Requests:
a – Answer these from the mailing-list post, one answer per line, marked (i), (ii), (iii) to match:
(i) On what date and at what time was the post sent?
(ii) Who wrote the message containing "(I'm resurrecting an old post.)"?
(iii) For fmin, what is the argument name for the objective function to be minimized?
b – Write out the mailing-list post starting at the words "On Monday, September" and stopping after "an old post.)", substituting "reviving" for "resurrecting".

* Start Extract *

[SciPy-User] scipy.optimize named argument inconsistency

Matthew Newville matt.newville at gmail.com
Mon Sep 5 14:36:51 EDT 2011



On Monday, September 5, 2011 8:23:41 AM UTC-5, joep wrote:
>
> On Sun, Sep 4, 2011 at 8:44 PM, Matthew Newville
> <matt.n... at gmail.com> wrote:
> > Hi,
> >
> > On Friday, September 2, 2011 1:31:46 PM UTC-5, Denis Laxalde wrote:
> >>
> >> Hi,
> >>
> >> (I'm resurrecting an old post.)
> >>
> >> On Thu, 27 Jan 2011 18:54:39 +0800, Ralf Gommers wrote:
> >> > On Wed, Jan 26, 2011 at 12:41 AM, Joon Ro <joo... at gmail.com> wrote:
> >> > > I just found that for some functions such as fmin_bfgs, the argument
> >> > > name
> >> > > for the objective function to be minimized is f, and for others such
> >> > > as
> >> > > fmin, it is func.
> >> > > I was wondering if this was intended, because I think it would be
> >> > > better to
> >> > > have consistent argument names across those functions.

* End Extract *
* Start Data shown *

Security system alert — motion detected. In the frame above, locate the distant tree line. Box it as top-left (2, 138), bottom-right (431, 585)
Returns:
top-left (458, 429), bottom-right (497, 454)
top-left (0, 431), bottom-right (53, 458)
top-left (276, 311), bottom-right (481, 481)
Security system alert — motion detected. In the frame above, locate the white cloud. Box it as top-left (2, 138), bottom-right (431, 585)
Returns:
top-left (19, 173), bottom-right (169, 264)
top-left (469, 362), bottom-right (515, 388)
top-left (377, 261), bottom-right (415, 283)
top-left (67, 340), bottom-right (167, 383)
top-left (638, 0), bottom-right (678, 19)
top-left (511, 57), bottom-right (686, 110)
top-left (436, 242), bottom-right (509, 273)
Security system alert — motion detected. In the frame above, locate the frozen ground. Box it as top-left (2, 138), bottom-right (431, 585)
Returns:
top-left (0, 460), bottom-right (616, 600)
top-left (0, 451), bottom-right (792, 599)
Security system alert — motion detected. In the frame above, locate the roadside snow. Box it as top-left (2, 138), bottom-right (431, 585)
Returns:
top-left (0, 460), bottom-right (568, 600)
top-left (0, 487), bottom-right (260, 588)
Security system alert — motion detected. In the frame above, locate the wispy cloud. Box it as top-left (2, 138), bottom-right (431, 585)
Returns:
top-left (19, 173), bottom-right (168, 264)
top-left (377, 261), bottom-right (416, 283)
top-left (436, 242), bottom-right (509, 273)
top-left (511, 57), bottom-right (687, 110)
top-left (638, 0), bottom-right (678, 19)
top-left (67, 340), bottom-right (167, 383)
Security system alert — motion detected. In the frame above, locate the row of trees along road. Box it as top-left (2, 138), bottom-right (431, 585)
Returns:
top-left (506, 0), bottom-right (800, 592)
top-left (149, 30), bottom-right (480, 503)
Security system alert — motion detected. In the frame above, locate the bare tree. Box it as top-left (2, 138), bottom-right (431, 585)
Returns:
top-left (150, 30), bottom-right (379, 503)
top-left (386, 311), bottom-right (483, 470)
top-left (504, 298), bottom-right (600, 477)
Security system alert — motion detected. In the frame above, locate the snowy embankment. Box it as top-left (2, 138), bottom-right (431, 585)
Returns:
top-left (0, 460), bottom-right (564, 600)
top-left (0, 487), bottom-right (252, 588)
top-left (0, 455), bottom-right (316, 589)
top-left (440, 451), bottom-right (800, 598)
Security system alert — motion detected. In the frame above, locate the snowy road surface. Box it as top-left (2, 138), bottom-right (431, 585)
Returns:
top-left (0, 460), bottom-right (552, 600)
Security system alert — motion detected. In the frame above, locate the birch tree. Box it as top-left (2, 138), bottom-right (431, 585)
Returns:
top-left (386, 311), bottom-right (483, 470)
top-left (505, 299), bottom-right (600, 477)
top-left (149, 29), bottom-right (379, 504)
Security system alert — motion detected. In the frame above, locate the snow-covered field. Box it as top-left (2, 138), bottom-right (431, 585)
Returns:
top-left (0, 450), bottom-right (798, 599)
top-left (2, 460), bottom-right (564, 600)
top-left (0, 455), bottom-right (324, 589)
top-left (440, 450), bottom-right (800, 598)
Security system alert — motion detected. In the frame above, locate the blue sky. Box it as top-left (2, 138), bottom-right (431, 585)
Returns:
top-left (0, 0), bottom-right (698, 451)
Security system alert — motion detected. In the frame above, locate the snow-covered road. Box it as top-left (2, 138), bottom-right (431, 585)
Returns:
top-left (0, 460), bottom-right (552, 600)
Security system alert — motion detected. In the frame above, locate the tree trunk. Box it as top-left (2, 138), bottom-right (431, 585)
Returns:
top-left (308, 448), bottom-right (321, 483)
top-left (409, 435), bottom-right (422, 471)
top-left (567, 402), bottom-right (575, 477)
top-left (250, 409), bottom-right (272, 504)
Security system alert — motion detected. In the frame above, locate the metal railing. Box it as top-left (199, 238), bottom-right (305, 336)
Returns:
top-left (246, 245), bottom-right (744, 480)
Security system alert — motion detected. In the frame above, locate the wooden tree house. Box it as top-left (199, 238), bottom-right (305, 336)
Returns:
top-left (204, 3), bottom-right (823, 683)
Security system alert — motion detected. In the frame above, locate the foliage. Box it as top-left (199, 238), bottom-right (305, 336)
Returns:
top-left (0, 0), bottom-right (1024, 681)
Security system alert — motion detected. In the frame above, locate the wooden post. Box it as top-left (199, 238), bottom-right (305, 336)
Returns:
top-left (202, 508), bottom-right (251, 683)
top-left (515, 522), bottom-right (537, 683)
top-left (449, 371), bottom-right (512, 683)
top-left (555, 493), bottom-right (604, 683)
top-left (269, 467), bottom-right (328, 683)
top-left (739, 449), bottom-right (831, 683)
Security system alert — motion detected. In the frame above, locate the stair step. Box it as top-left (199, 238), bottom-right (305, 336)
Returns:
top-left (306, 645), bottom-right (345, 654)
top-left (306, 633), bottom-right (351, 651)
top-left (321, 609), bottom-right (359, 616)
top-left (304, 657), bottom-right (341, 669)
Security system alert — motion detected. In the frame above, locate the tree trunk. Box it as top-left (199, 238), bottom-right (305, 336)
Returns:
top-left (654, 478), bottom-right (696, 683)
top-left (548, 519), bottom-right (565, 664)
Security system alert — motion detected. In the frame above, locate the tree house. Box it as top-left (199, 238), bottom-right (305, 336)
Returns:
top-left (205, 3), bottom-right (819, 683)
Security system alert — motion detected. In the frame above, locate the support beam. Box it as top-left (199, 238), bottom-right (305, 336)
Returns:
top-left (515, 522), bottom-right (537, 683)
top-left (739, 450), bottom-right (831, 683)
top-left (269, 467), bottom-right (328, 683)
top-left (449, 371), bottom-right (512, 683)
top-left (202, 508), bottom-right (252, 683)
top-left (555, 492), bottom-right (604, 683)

* End Data shown *

Results for each task:
a –
(i) Mon Sep 5 14:36:51 EDT 2011
(ii) Denis Laxalde
(iii) func

b –
On Monday, September 5, 2011 8:23:41 AM UTC-5, joep wrote:
>
> On Sun, Sep 4, 2011 at 8:44 PM, Matthew Newville
> <matt.n... at gmail.com> wrote:
> > Hi,
> >
> > On Friday, September 2, 2011 1:31:46 PM UTC-5, Denis Laxalde wrote:
> >>
> >> Hi,
> >>
> >> (I'm reviving an old post.)